** Texte de la page **
--------------------------------------------------
La panne majeure d’un grand fournisseur de cloud mondial, survenue récemment, nous a rappelé une vérité simple et douloureuse : notre vie numérique est trop souvent à la merci d’infrastructures étrangères. Quand des services comme Snapchat, des banques, ou des plateformes publiques deviennent inaccessibles parce qu’une région d’un datacenter étranger est en défaut, c’est tout un pan de notre souveraineté qui vacille.


Rédigé par Kamalenba le Lundi 20 Octobre 2025 à 22:06

Au Sénégal, beaucoup d’acteurs publics et privés hébergent encore leurs sites, leurs bases de données et leurs services critiques à l’étranger — chez AWS, OVH, ou d’autres. J’ai moi-même lancé une alerte le mois dernier après des incidents ciblant des services étatiques (impôts, DGID) : ces événements montrent que la dépendance n’est pas seulement une question d’interruption de service, mais aussi de sécurité, de confidentialité et d’indépendance stratégique.

Il est temps d’appeler ceux qui gèrent nos infrastructures numériques à un acte de patriotisme concret : privilégier les services et serveurs hébergés au Sénégal ou en Afrique, investir dans nos propres datacenters et, surtout, former massivement la jeunesse pour qu’elle porte ce chantier.

Pourquoi cela importe

Résilience opérationnelle
Héberger localement réduit les risques d’interruption globale liés à des incidents externes et permet des bascules plus rapides en cas de problème.

Sécurité et contrôle des données
Les données fiscales, sanitaires, judiciaires ou personnelles doivent pouvoir être protégées selon nos règles et nos priorités. La localisation facilite l’application du droit national et la traçabilité.

Souveraineté technologique
Ne plus dépendre exclusivement d’un petit nombre d’opérateurs étrangers, c’est préserver notre capacité à décider des politiques publiques numériques.

Développement économique
Datacenters locaux, hébergeurs nationaux, fournisseurs de cloud africain : ce sont des emplois, des compétences et de la valeur ajoutée qui restent au pays.

Ce que je demande aux « patriotes numériques »

Entreprises, administrations et ONG : quand c’est possible, hébergez vos données sensibles au Sénégal ou dans des centres africains certifiés. Ne faites pas du cheap cloud étranger votre réflexe automatique.

Éditeurs de sites et développeurs : configurez des solutions hybrides — redondance locale + cloud international si nécessaire — pour garantir continuité et sécurité.

Journalistes et opinion leaders : relayer ces enjeux pour faire pression en faveur d’une stratégie nationale ambitieuse.

Ce que l’État et les acteurs publics doivent lancer maintenant

Une stratégie nationale de souveraineté numérique (inspirée par Vision Sénégal 2050) qui fixe des priorités de localisation des services critiques (finances publiques, santé, justice, identités).
--------------------------------------------------
** Extrait de données **
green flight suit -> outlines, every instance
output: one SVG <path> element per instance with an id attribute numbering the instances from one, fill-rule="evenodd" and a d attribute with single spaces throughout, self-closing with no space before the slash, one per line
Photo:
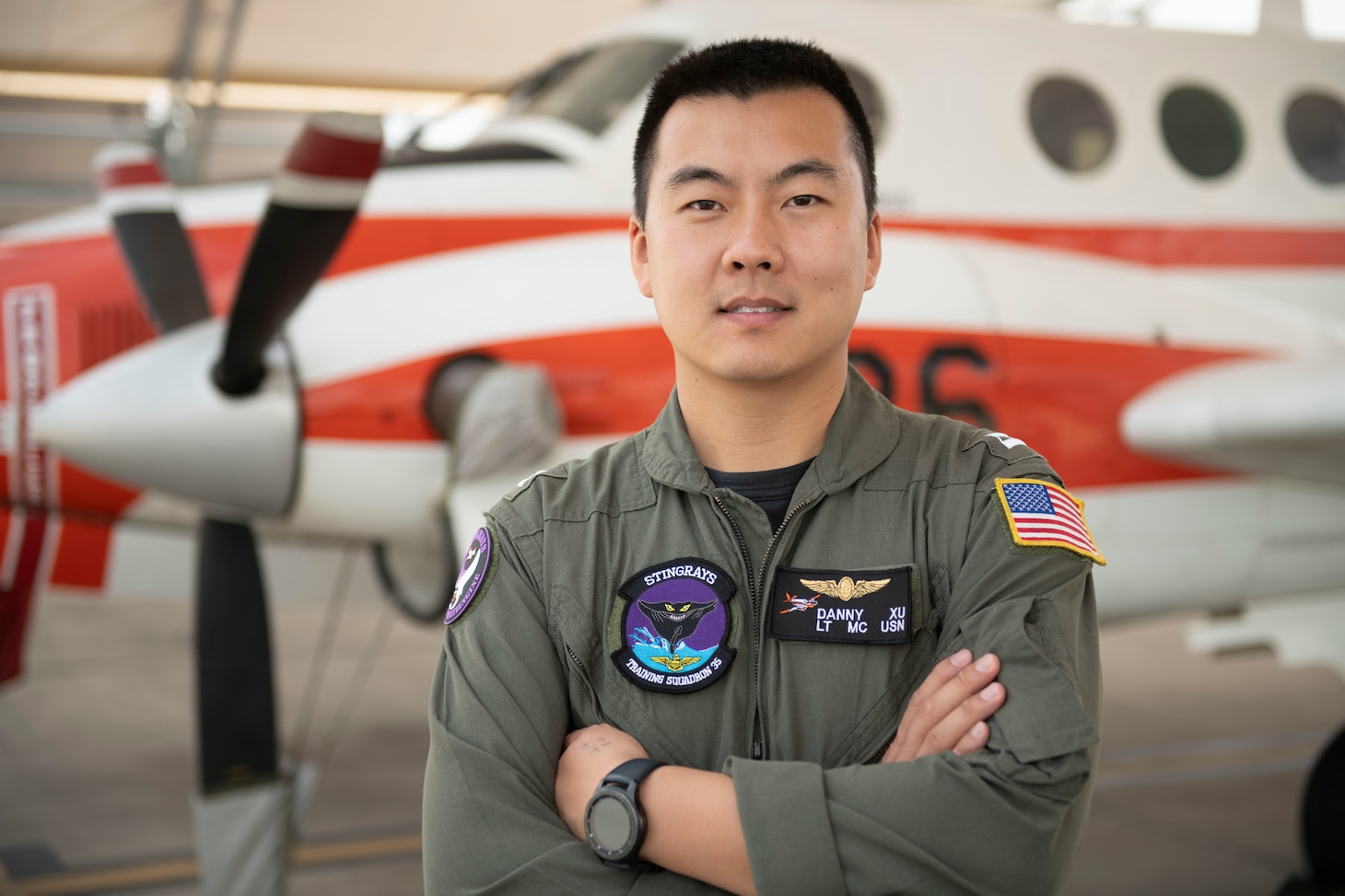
--------------------------------------------------
** Énoncé **
D'après le texte de la page, quels services critiques la stratégie nationale de souveraineté numérique doit-elle localiser en priorité ? Les données n'ont aucun lien avec le texte de la page.

** Résultat **
Les finances publiques, la santé, la justice et les identités.